> **Prompt**
State how many lines of the entries below hold the word "body"; reply with nothing but the number.
**** Material for this task
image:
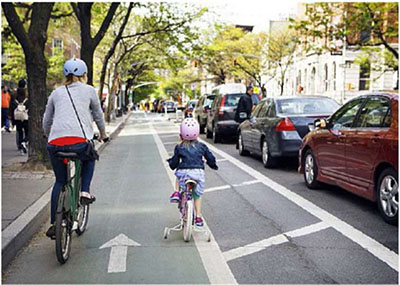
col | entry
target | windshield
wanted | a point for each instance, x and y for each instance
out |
(309, 106)
(231, 100)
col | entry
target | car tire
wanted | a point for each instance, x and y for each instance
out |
(387, 195)
(310, 170)
(215, 135)
(267, 159)
(241, 147)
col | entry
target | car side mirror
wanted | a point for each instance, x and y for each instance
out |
(320, 123)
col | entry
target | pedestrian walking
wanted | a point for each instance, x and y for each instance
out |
(5, 105)
(19, 116)
(245, 106)
(68, 123)
(188, 162)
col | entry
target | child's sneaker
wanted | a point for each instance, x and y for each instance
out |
(175, 198)
(198, 221)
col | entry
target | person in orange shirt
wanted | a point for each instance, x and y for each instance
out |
(5, 105)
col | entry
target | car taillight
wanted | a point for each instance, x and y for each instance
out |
(221, 108)
(285, 125)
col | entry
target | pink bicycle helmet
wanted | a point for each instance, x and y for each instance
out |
(190, 129)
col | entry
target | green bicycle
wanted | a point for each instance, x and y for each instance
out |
(71, 215)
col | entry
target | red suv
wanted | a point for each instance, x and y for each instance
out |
(357, 149)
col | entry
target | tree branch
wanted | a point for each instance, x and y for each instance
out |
(106, 22)
(16, 25)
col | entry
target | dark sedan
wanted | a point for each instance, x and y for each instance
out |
(277, 126)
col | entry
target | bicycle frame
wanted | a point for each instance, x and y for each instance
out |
(186, 196)
(72, 188)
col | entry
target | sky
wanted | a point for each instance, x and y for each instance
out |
(255, 13)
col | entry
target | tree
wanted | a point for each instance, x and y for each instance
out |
(361, 24)
(83, 12)
(33, 43)
(280, 54)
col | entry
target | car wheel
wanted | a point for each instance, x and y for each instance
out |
(242, 150)
(216, 138)
(388, 196)
(310, 170)
(267, 159)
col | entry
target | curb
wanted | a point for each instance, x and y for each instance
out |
(20, 231)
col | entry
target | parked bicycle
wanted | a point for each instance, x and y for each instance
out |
(71, 214)
(186, 208)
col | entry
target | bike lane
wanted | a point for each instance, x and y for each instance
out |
(132, 188)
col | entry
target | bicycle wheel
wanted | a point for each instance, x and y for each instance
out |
(83, 217)
(63, 232)
(188, 221)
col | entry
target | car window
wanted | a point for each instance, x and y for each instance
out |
(256, 111)
(231, 100)
(344, 118)
(373, 114)
(312, 106)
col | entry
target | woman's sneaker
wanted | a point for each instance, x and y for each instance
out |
(198, 221)
(87, 198)
(175, 198)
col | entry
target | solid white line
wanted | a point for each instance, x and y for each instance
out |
(377, 249)
(251, 182)
(212, 189)
(167, 143)
(217, 269)
(275, 240)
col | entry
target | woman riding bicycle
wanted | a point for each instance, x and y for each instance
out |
(67, 122)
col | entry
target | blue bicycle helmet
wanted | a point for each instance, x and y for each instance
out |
(74, 66)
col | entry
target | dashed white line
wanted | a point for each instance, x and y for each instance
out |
(275, 240)
(377, 249)
(223, 187)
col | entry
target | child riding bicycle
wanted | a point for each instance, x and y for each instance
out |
(188, 162)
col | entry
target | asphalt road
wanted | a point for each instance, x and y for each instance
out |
(267, 227)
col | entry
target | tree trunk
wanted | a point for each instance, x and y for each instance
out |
(36, 69)
(89, 43)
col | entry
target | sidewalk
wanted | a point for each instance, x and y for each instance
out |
(26, 195)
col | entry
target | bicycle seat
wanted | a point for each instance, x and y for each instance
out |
(70, 155)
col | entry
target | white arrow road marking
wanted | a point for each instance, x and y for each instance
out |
(119, 252)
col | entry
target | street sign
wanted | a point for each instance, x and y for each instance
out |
(119, 251)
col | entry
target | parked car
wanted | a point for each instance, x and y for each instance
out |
(189, 107)
(169, 106)
(221, 117)
(201, 110)
(277, 126)
(357, 149)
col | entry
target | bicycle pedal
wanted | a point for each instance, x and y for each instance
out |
(75, 225)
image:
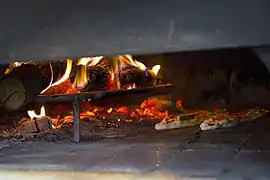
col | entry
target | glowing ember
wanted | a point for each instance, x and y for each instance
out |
(156, 69)
(33, 115)
(132, 86)
(64, 78)
(66, 75)
(81, 77)
(90, 61)
(109, 110)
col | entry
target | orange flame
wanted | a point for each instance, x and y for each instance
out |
(62, 79)
(156, 69)
(33, 115)
(81, 77)
(66, 75)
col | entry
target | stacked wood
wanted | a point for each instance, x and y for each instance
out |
(21, 86)
(100, 76)
(96, 76)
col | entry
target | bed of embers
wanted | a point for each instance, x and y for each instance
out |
(118, 122)
(54, 122)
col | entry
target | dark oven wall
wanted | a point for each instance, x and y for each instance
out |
(232, 78)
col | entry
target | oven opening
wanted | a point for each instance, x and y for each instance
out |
(90, 98)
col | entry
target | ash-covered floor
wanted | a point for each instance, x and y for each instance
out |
(242, 152)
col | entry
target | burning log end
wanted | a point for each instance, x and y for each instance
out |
(36, 125)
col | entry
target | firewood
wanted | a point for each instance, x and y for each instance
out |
(141, 78)
(21, 86)
(99, 77)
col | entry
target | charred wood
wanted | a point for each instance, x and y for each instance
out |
(21, 86)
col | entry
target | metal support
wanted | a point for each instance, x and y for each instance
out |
(173, 102)
(76, 119)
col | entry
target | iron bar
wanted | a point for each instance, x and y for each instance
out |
(155, 90)
(76, 119)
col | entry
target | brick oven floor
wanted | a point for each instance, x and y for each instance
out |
(240, 152)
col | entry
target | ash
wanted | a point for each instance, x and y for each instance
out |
(90, 130)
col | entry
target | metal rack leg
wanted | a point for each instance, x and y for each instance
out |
(76, 120)
(173, 102)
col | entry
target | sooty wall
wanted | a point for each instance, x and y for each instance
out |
(232, 78)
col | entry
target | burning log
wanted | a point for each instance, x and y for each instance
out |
(92, 77)
(111, 73)
(20, 86)
(141, 78)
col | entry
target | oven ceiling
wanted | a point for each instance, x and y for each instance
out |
(49, 29)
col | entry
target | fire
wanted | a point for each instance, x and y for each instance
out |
(156, 69)
(33, 115)
(81, 70)
(66, 75)
(132, 86)
(90, 61)
(63, 78)
(135, 63)
(81, 77)
(109, 110)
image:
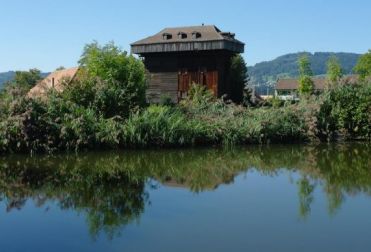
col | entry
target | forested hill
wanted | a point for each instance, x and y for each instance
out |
(286, 65)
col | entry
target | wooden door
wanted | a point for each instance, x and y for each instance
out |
(187, 78)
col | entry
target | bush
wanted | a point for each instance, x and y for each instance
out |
(160, 126)
(112, 83)
(346, 111)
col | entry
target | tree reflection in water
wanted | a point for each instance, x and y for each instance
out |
(111, 188)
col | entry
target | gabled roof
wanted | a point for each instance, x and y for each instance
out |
(56, 80)
(191, 37)
(319, 83)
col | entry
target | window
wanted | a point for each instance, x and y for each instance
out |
(167, 36)
(182, 35)
(196, 35)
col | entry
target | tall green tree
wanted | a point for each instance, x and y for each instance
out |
(239, 78)
(363, 67)
(115, 79)
(334, 70)
(306, 85)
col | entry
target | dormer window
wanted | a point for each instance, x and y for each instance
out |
(196, 35)
(182, 35)
(167, 36)
(228, 35)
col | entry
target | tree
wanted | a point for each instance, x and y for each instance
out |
(334, 70)
(27, 79)
(363, 67)
(238, 78)
(306, 84)
(117, 80)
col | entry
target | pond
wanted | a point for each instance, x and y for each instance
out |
(256, 198)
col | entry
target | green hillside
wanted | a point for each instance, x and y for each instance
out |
(286, 65)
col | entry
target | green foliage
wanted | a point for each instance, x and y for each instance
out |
(238, 77)
(165, 99)
(363, 67)
(306, 85)
(27, 78)
(199, 95)
(346, 111)
(334, 70)
(115, 81)
(286, 66)
(304, 65)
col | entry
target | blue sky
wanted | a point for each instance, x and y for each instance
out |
(47, 34)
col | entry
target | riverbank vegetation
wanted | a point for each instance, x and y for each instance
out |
(105, 107)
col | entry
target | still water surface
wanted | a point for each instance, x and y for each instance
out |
(273, 198)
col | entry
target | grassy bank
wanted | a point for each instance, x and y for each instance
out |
(59, 124)
(105, 107)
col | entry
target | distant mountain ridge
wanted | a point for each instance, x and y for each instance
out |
(286, 66)
(264, 73)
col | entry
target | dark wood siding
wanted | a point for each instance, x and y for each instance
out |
(160, 84)
(188, 46)
(172, 73)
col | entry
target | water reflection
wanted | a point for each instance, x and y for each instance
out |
(112, 188)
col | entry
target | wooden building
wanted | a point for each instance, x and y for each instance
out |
(177, 57)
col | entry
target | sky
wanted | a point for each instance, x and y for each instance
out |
(46, 34)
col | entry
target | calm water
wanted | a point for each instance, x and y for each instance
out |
(277, 198)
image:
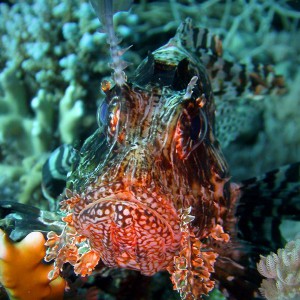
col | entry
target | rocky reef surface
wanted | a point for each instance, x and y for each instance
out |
(53, 58)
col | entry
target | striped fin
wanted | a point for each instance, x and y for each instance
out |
(265, 203)
(228, 79)
(55, 171)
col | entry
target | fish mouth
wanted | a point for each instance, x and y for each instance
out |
(129, 233)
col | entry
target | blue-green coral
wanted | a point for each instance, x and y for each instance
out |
(52, 60)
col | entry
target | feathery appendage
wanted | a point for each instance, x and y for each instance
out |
(105, 10)
(282, 272)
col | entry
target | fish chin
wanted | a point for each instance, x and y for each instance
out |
(131, 232)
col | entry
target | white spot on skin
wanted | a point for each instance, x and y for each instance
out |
(126, 212)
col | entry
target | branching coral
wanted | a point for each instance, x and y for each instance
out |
(51, 62)
(282, 272)
(22, 272)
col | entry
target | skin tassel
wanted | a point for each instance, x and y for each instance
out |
(25, 258)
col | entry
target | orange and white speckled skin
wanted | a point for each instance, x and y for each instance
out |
(151, 188)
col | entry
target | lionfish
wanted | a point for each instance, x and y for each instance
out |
(150, 189)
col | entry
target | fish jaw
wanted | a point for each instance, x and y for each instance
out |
(123, 230)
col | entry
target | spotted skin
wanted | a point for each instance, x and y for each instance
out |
(151, 191)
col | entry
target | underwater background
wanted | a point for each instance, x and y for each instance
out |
(53, 58)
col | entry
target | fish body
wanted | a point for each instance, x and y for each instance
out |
(151, 188)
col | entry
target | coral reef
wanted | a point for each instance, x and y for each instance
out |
(50, 73)
(25, 258)
(282, 272)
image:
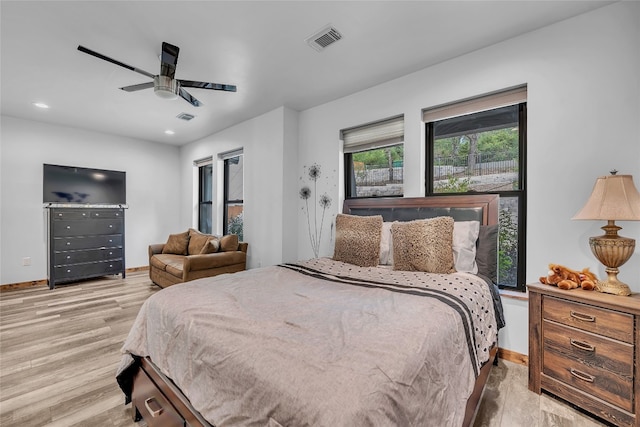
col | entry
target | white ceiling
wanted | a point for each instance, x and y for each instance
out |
(258, 46)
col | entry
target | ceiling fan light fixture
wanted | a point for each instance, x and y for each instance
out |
(165, 87)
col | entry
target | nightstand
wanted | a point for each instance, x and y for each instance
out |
(583, 348)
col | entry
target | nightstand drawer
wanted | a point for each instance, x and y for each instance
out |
(612, 324)
(589, 349)
(596, 382)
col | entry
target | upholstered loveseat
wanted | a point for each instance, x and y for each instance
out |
(193, 255)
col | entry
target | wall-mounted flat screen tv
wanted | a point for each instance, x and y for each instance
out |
(71, 184)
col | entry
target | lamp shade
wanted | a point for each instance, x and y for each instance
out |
(614, 197)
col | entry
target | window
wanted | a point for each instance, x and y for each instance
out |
(233, 195)
(205, 191)
(479, 145)
(374, 159)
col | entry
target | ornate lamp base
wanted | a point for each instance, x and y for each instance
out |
(612, 251)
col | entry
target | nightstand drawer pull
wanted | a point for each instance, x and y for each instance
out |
(582, 376)
(582, 345)
(148, 406)
(583, 317)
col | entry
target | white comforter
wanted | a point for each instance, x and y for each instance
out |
(320, 343)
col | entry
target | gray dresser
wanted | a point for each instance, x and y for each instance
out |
(85, 242)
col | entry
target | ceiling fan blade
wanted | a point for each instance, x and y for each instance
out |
(113, 61)
(205, 85)
(140, 86)
(189, 98)
(169, 59)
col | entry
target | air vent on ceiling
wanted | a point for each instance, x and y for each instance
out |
(323, 38)
(185, 116)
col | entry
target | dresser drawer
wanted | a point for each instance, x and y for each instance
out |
(596, 382)
(92, 242)
(74, 271)
(597, 365)
(65, 228)
(590, 349)
(90, 255)
(152, 405)
(69, 214)
(598, 320)
(107, 213)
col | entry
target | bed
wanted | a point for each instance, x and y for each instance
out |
(326, 341)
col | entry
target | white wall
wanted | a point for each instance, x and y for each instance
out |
(152, 186)
(583, 78)
(268, 214)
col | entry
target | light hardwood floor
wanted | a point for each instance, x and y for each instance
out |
(59, 351)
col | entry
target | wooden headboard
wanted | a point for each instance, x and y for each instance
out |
(475, 207)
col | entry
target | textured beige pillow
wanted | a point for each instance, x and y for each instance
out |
(197, 240)
(423, 245)
(358, 239)
(177, 244)
(229, 242)
(211, 246)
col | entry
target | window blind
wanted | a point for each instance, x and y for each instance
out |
(493, 100)
(231, 154)
(373, 135)
(203, 162)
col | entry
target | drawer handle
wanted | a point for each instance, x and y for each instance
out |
(148, 406)
(582, 345)
(583, 317)
(582, 376)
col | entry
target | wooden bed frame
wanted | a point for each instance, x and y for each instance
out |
(160, 402)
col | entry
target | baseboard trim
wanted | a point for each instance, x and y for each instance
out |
(45, 282)
(513, 356)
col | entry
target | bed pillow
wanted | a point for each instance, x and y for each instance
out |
(177, 244)
(358, 239)
(197, 240)
(465, 236)
(211, 246)
(386, 248)
(487, 252)
(423, 245)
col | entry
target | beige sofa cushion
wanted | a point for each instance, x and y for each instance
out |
(212, 246)
(197, 241)
(165, 262)
(229, 242)
(177, 244)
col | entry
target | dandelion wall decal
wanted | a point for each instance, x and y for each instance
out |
(315, 231)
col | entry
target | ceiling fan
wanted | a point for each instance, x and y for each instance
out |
(165, 85)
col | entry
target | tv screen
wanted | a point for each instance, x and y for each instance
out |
(70, 184)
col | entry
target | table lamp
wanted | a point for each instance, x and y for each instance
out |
(614, 197)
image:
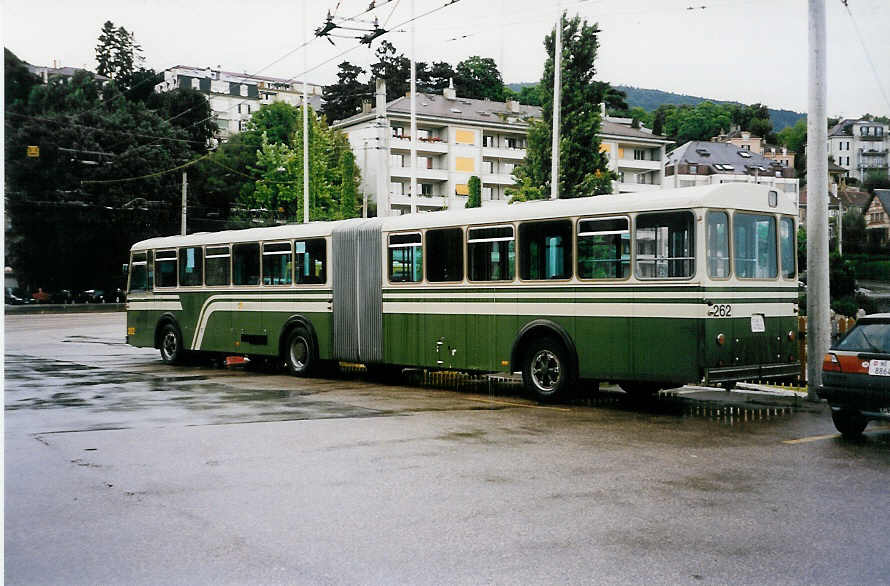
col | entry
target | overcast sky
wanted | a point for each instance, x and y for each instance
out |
(744, 50)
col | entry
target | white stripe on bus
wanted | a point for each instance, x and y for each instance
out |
(662, 310)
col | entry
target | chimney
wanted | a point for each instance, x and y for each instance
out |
(380, 97)
(449, 93)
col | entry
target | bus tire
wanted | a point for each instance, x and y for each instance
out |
(170, 344)
(299, 352)
(546, 370)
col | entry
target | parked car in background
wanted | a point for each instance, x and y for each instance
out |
(856, 375)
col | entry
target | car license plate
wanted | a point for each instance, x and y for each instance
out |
(757, 323)
(879, 367)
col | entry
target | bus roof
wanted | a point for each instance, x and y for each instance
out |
(740, 196)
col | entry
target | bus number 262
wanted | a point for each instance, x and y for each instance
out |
(720, 310)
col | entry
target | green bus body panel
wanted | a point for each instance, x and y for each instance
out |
(610, 347)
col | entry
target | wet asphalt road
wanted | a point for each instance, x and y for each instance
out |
(119, 469)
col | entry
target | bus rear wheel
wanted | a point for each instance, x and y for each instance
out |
(546, 371)
(171, 345)
(299, 353)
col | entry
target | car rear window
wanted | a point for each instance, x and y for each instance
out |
(870, 337)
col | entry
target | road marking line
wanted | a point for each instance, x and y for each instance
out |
(517, 404)
(816, 438)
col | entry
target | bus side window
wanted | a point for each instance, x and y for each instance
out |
(405, 258)
(665, 245)
(246, 264)
(445, 255)
(754, 246)
(545, 250)
(165, 268)
(604, 248)
(277, 263)
(191, 269)
(311, 261)
(789, 253)
(718, 245)
(138, 272)
(491, 254)
(216, 266)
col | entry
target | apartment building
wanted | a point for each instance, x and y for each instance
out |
(234, 97)
(458, 138)
(860, 147)
(701, 162)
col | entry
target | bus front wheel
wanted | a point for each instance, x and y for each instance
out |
(171, 344)
(299, 353)
(545, 370)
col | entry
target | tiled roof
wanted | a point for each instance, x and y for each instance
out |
(700, 152)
********
> **Exercise output**
2